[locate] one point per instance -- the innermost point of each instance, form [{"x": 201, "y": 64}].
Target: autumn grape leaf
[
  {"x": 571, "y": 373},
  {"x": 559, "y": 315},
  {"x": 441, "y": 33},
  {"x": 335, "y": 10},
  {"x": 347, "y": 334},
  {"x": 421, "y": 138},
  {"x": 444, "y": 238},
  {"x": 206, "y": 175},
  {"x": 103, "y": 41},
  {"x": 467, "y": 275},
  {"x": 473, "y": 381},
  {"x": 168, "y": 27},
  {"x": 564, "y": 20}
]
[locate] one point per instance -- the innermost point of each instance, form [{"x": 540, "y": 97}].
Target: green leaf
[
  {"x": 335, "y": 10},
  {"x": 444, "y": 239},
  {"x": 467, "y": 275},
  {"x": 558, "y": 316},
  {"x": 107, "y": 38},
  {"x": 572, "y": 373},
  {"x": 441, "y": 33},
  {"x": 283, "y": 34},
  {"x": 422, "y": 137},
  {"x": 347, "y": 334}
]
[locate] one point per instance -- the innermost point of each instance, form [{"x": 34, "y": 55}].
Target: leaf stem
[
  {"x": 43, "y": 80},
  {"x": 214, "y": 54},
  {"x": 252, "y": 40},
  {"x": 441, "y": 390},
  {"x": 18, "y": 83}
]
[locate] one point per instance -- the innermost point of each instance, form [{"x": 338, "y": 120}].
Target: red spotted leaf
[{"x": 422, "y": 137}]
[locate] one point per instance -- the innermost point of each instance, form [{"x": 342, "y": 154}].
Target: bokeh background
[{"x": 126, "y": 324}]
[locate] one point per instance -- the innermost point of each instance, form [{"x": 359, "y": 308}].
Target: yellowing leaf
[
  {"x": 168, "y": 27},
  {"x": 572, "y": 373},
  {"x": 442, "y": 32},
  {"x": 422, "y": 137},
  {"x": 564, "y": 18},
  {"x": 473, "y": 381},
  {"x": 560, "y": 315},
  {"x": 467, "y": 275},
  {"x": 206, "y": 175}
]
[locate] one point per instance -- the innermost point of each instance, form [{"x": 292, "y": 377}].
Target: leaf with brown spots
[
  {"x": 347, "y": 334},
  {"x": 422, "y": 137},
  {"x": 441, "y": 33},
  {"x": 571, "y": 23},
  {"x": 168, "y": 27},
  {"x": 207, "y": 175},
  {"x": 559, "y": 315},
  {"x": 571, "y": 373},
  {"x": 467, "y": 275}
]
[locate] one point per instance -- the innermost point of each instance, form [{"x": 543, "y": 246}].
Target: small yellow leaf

------------------------------------------------

Beginning with the line that contains "Target: leaf stem", return every line through the end of the data above, exactly as written.

Target: leaf stem
[
  {"x": 43, "y": 80},
  {"x": 214, "y": 54},
  {"x": 252, "y": 40},
  {"x": 441, "y": 390},
  {"x": 18, "y": 83}
]
[locate] one point per instance -- the innermost point of each instance, form [{"x": 338, "y": 120}].
Target: red spotted leaf
[{"x": 422, "y": 137}]
[locate] one point per instance -- the innermost point of each instance, form [{"x": 342, "y": 154}].
Target: bokeh background
[{"x": 126, "y": 324}]
[locate] one point per instance -- the innermost point of each instance, form [{"x": 359, "y": 308}].
Target: yellowing leaf
[
  {"x": 168, "y": 27},
  {"x": 572, "y": 373},
  {"x": 442, "y": 32},
  {"x": 422, "y": 137},
  {"x": 564, "y": 18},
  {"x": 473, "y": 381},
  {"x": 560, "y": 315},
  {"x": 467, "y": 275},
  {"x": 206, "y": 175}
]
[locate] one point per instance -- the innermost point of each instance, form [{"x": 292, "y": 377}].
Target: leaf with brown spots
[
  {"x": 347, "y": 334},
  {"x": 422, "y": 137},
  {"x": 441, "y": 33},
  {"x": 571, "y": 23},
  {"x": 168, "y": 27},
  {"x": 207, "y": 175},
  {"x": 559, "y": 315},
  {"x": 571, "y": 373},
  {"x": 467, "y": 275}
]
[locate] one point per instance -- the innermost point of each instance, form [{"x": 543, "y": 246}].
Target: small yellow leaf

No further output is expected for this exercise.